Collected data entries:
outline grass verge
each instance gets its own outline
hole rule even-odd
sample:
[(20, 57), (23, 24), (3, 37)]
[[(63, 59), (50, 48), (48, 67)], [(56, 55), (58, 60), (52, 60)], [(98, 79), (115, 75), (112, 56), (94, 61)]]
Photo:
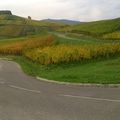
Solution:
[(43, 66), (24, 57), (15, 57), (25, 73), (49, 80), (70, 83), (120, 84), (120, 57)]

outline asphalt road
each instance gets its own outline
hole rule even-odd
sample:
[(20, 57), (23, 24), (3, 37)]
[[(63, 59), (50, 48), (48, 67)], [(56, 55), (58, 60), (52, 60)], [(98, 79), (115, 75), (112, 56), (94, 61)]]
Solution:
[(120, 120), (120, 88), (43, 82), (0, 60), (0, 120)]

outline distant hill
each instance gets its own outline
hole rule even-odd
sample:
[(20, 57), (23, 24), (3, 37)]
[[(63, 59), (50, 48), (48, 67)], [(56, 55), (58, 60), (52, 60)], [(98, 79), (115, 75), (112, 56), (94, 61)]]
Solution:
[(52, 22), (52, 23), (63, 23), (67, 25), (80, 24), (80, 21), (66, 20), (66, 19), (45, 19), (42, 21)]
[(66, 27), (62, 31), (105, 38), (114, 36), (114, 39), (118, 39), (120, 38), (120, 18), (77, 24)]

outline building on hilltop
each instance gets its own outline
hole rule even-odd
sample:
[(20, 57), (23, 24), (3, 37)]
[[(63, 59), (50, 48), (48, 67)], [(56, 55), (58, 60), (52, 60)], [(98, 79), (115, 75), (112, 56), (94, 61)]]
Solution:
[(10, 10), (0, 10), (0, 15), (12, 15)]

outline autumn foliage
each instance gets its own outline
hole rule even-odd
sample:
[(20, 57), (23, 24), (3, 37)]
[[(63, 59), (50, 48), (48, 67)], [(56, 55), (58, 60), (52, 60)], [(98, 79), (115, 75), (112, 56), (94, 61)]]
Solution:
[(119, 40), (120, 39), (120, 31), (105, 34), (105, 35), (103, 35), (103, 38), (104, 39)]
[(54, 43), (52, 36), (31, 38), (28, 40), (18, 41), (8, 45), (0, 46), (0, 54), (2, 55), (22, 55), (27, 49), (51, 46)]
[(43, 65), (84, 61), (120, 54), (120, 43), (103, 45), (58, 45), (25, 52), (25, 56)]

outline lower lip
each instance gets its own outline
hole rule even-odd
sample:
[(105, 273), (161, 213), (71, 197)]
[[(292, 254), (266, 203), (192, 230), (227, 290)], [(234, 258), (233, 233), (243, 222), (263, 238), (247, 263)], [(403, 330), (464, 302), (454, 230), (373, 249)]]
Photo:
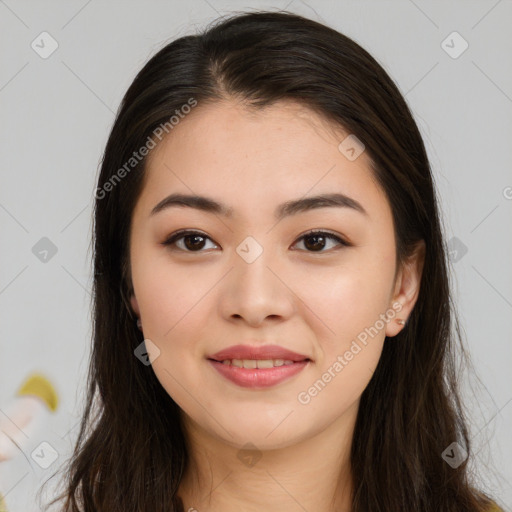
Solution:
[(293, 364), (274, 366), (273, 368), (238, 368), (208, 360), (226, 379), (244, 388), (268, 388), (283, 382), (302, 371), (309, 361), (297, 361)]

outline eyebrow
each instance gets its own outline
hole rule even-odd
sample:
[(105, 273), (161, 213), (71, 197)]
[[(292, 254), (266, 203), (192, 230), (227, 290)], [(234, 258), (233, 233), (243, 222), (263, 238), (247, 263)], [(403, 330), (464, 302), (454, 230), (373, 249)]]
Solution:
[[(232, 218), (234, 210), (222, 203), (215, 201), (209, 197), (198, 195), (186, 194), (171, 194), (162, 199), (152, 210), (150, 216), (174, 206), (189, 207), (201, 210), (208, 213), (223, 215), (227, 218)], [(275, 211), (276, 220), (281, 220), (284, 217), (295, 215), (297, 213), (314, 210), (317, 208), (351, 208), (359, 213), (368, 216), (368, 212), (363, 206), (355, 199), (348, 197), (344, 194), (321, 194), (313, 197), (305, 197), (301, 199), (294, 199), (280, 204)]]

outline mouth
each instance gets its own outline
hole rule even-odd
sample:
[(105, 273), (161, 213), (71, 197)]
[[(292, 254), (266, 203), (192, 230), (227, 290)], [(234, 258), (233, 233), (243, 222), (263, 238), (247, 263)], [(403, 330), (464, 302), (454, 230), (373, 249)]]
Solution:
[(225, 366), (234, 366), (235, 368), (247, 368), (250, 370), (254, 369), (266, 369), (266, 368), (278, 368), (280, 366), (290, 366), (297, 363), (303, 363), (311, 361), (306, 358), (300, 361), (292, 361), (291, 359), (224, 359), (219, 361), (217, 359), (209, 359), (216, 363), (222, 363)]
[(264, 389), (291, 379), (304, 370), (311, 363), (311, 360), (234, 359), (220, 362), (215, 359), (208, 359), (208, 362), (222, 377), (237, 386)]
[(244, 388), (267, 388), (290, 379), (313, 361), (277, 345), (236, 345), (207, 358), (217, 372)]

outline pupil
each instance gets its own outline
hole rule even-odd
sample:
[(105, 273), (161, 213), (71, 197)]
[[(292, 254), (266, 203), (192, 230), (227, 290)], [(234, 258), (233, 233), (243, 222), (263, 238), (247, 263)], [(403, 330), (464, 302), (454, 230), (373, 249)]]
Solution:
[[(317, 241), (320, 239), (320, 240), (322, 240), (323, 242), (322, 242), (322, 243), (320, 243), (320, 244), (318, 244), (318, 243), (308, 244), (308, 243), (307, 243), (307, 240), (311, 240), (311, 239), (312, 239), (312, 240), (317, 240)], [(314, 248), (322, 249), (323, 247), (325, 247), (325, 237), (324, 237), (324, 236), (322, 236), (322, 235), (310, 235), (310, 236), (306, 237), (306, 239), (305, 239), (305, 240), (306, 240), (305, 245), (306, 245), (306, 247), (308, 247), (308, 248), (311, 248), (311, 246), (313, 246), (313, 249), (314, 249)]]
[(197, 241), (197, 239), (202, 239), (203, 240), (202, 244), (204, 245), (204, 237), (202, 237), (201, 235), (187, 235), (185, 237), (185, 245), (187, 246), (188, 249), (201, 249), (203, 247), (203, 245), (201, 245), (201, 242), (200, 242), (200, 246), (198, 246), (197, 244), (194, 245), (193, 243), (192, 244), (187, 243), (190, 239), (194, 239), (196, 241)]

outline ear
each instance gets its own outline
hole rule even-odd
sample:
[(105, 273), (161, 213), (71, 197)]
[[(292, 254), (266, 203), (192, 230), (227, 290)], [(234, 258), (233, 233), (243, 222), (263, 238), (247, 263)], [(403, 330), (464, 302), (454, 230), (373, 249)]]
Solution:
[(407, 321), (409, 318), (420, 293), (424, 263), (425, 241), (420, 240), (416, 244), (411, 256), (409, 256), (398, 271), (390, 308), (393, 304), (400, 303), (401, 309), (398, 307), (393, 308), (397, 313), (396, 317), (386, 325), (386, 336), (396, 336), (403, 329), (403, 326), (397, 323), (397, 319), (401, 318)]
[(135, 312), (135, 314), (140, 318), (139, 303), (137, 302), (137, 299), (135, 298), (134, 293), (132, 293), (132, 295), (130, 297), (130, 305), (132, 306), (132, 309)]

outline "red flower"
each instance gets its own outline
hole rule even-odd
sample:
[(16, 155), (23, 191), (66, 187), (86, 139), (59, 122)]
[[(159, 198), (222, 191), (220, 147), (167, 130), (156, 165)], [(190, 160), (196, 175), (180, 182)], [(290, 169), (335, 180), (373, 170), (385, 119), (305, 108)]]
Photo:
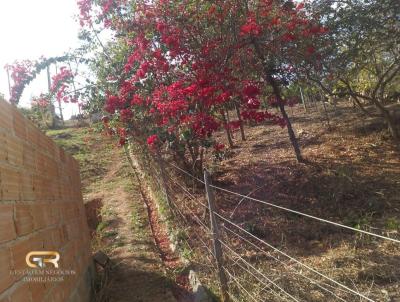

## [Work request]
Copy every line of the data exactly as written, excluding the pictures.

## [Worked solution]
outline grass verge
each instance gets its own outline
hole rule even-odd
sample:
[(20, 57), (23, 24), (3, 37)]
[[(63, 59), (50, 48), (48, 67)], [(56, 55), (58, 60), (52, 60)], [(98, 79), (115, 75), (112, 56), (94, 61)]]
Photo:
Solution:
[(43, 66), (24, 57), (15, 57), (25, 73), (49, 80), (70, 83), (120, 84), (120, 57)]

outline asphalt road
each instance gets its own outline
hole rule even-odd
sample:
[(20, 57), (23, 24), (3, 37)]
[[(63, 59), (50, 48), (48, 67)], [(56, 55), (58, 60), (52, 60)], [(98, 79), (115, 75), (112, 56), (94, 61)]]
Solution:
[(120, 120), (120, 88), (43, 82), (0, 60), (0, 120)]

outline distant hill
each instance gets its own outline
hole rule even-odd
sample:
[(20, 57), (23, 24), (3, 37)]
[[(63, 59), (50, 48), (48, 67)], [(56, 55), (58, 60), (52, 60)], [(98, 79), (115, 75), (112, 56), (94, 61)]]
Solution:
[(52, 22), (52, 23), (63, 23), (67, 25), (80, 24), (80, 21), (66, 20), (66, 19), (45, 19), (42, 21)]
[(66, 27), (62, 31), (105, 38), (114, 36), (114, 39), (118, 39), (120, 38), (120, 18), (77, 24)]

outline building on hilltop
each instance gets its own outline
hole rule even-odd
sample:
[(20, 57), (23, 24), (3, 37)]
[[(63, 59), (50, 48), (48, 67)], [(56, 55), (58, 60), (52, 60)], [(98, 79), (115, 75), (112, 56), (94, 61)]]
Solution:
[(10, 10), (0, 10), (0, 15), (12, 15)]

outline autumn foliage
each instance gets its own outline
hole rule even-odd
sample:
[(20, 57), (23, 24), (3, 37)]
[[(63, 59), (50, 48), (48, 67)], [(56, 55), (58, 60), (52, 60)], [(98, 79), (115, 75), (112, 56), (94, 61)]]
Solution:
[(119, 40), (120, 39), (120, 31), (105, 34), (105, 35), (103, 35), (103, 38), (104, 39)]
[(54, 43), (52, 36), (31, 38), (28, 40), (18, 41), (8, 45), (0, 46), (0, 54), (2, 55), (22, 55), (27, 49), (51, 46)]
[(43, 65), (84, 61), (120, 54), (120, 43), (103, 45), (58, 45), (25, 52), (25, 56)]

outline lower lip
each instance gets its own outline
hole rule even-odd
sample:
[(105, 273), (161, 213), (71, 197)]
[[(292, 254), (266, 203), (192, 230), (227, 290)], [(234, 258), (233, 233), (243, 222), (263, 238), (247, 263)], [(403, 330), (464, 302), (454, 230), (373, 249)]]
Photo:
Solution:
[(293, 364), (274, 366), (273, 368), (238, 368), (208, 360), (226, 379), (244, 388), (268, 388), (283, 382), (302, 371), (309, 361), (297, 361)]

outline eyebrow
each instance gets its own outline
hole rule even-odd
sample:
[(105, 273), (161, 213), (71, 197)]
[[(292, 254), (266, 203), (192, 230), (227, 290)], [(234, 258), (233, 233), (243, 222), (263, 238), (247, 263)], [(403, 330), (464, 302), (454, 230), (373, 249)]]
Solution:
[[(232, 218), (234, 210), (222, 203), (215, 201), (209, 197), (198, 195), (186, 194), (171, 194), (162, 199), (152, 210), (150, 216), (174, 206), (189, 207), (201, 210), (208, 213), (223, 215), (227, 218)], [(275, 211), (276, 220), (281, 220), (284, 217), (295, 215), (297, 213), (314, 210), (317, 208), (351, 208), (359, 213), (368, 216), (368, 212), (363, 206), (355, 199), (348, 197), (344, 194), (321, 194), (313, 197), (305, 197), (301, 199), (294, 199), (280, 204)]]

outline mouth
each instance gets its own outline
hole rule even-odd
sample:
[(105, 273), (161, 213), (71, 197)]
[[(292, 254), (266, 203), (192, 230), (227, 290)], [(234, 258), (233, 233), (243, 222), (263, 238), (247, 263)], [(403, 330), (464, 302), (454, 230), (373, 249)]]
Solution:
[(225, 366), (234, 366), (235, 368), (247, 368), (250, 370), (254, 369), (266, 369), (266, 368), (278, 368), (280, 366), (290, 366), (297, 363), (303, 363), (311, 361), (306, 358), (300, 361), (292, 361), (291, 359), (224, 359), (219, 361), (217, 359), (209, 359), (216, 363), (222, 363)]
[(264, 389), (291, 379), (304, 370), (311, 363), (311, 360), (234, 359), (220, 362), (215, 359), (208, 359), (208, 362), (222, 377), (237, 386)]
[(244, 388), (267, 388), (290, 379), (313, 361), (277, 345), (236, 345), (207, 358), (217, 372)]

outline pupil
each instance gets its own outline
hole rule even-odd
sample:
[(105, 273), (161, 213), (71, 197)]
[[(292, 254), (266, 203), (192, 230), (227, 290)], [(234, 258), (233, 233), (243, 222), (263, 238), (247, 263)], [(403, 330), (464, 302), (454, 230), (373, 249)]]
Solution:
[[(317, 241), (320, 239), (320, 240), (322, 240), (323, 242), (322, 242), (322, 243), (320, 243), (320, 244), (318, 244), (318, 243), (308, 244), (308, 243), (307, 243), (307, 240), (311, 240), (311, 239), (312, 239), (312, 240), (317, 240)], [(314, 248), (322, 249), (323, 247), (325, 247), (325, 237), (324, 237), (324, 236), (322, 236), (322, 235), (310, 235), (310, 236), (306, 237), (306, 239), (305, 239), (305, 240), (306, 240), (305, 245), (306, 245), (306, 247), (308, 247), (308, 248), (311, 248), (311, 246), (313, 246), (313, 249), (314, 249)]]
[(197, 241), (197, 239), (202, 239), (203, 240), (202, 244), (204, 245), (204, 237), (202, 237), (201, 235), (187, 235), (185, 237), (185, 245), (187, 246), (188, 249), (201, 249), (203, 247), (203, 245), (201, 245), (201, 242), (200, 242), (200, 246), (198, 246), (197, 244), (194, 245), (193, 243), (192, 244), (187, 243), (190, 239), (194, 239), (196, 241)]

outline ear
each instance gets its own outline
hole rule even-odd
sample:
[(105, 273), (161, 213), (71, 197)]
[[(292, 254), (266, 203), (192, 230), (227, 290)], [(234, 258), (233, 233), (243, 222), (263, 238), (247, 263)], [(403, 330), (464, 302), (454, 230), (373, 249)]]
Solution:
[(407, 321), (409, 318), (420, 293), (424, 263), (425, 241), (420, 240), (416, 244), (411, 256), (409, 256), (398, 271), (390, 308), (393, 304), (400, 303), (401, 309), (398, 307), (393, 308), (397, 313), (396, 317), (386, 325), (386, 336), (396, 336), (403, 329), (403, 326), (397, 323), (397, 319), (401, 318)]
[(135, 312), (135, 314), (140, 318), (139, 303), (137, 302), (137, 299), (135, 298), (134, 293), (132, 293), (132, 295), (130, 297), (130, 305), (132, 306), (132, 309)]

outline "red flower"
each instance gets its own outline
hole rule even-odd
sample:
[(16, 155), (23, 191), (66, 187), (86, 139), (59, 122)]
[[(159, 198), (222, 191), (220, 147), (167, 130), (156, 165)], [(190, 160), (196, 175), (180, 182)], [(290, 169), (335, 180), (373, 170), (385, 119), (305, 108)]]
Photo:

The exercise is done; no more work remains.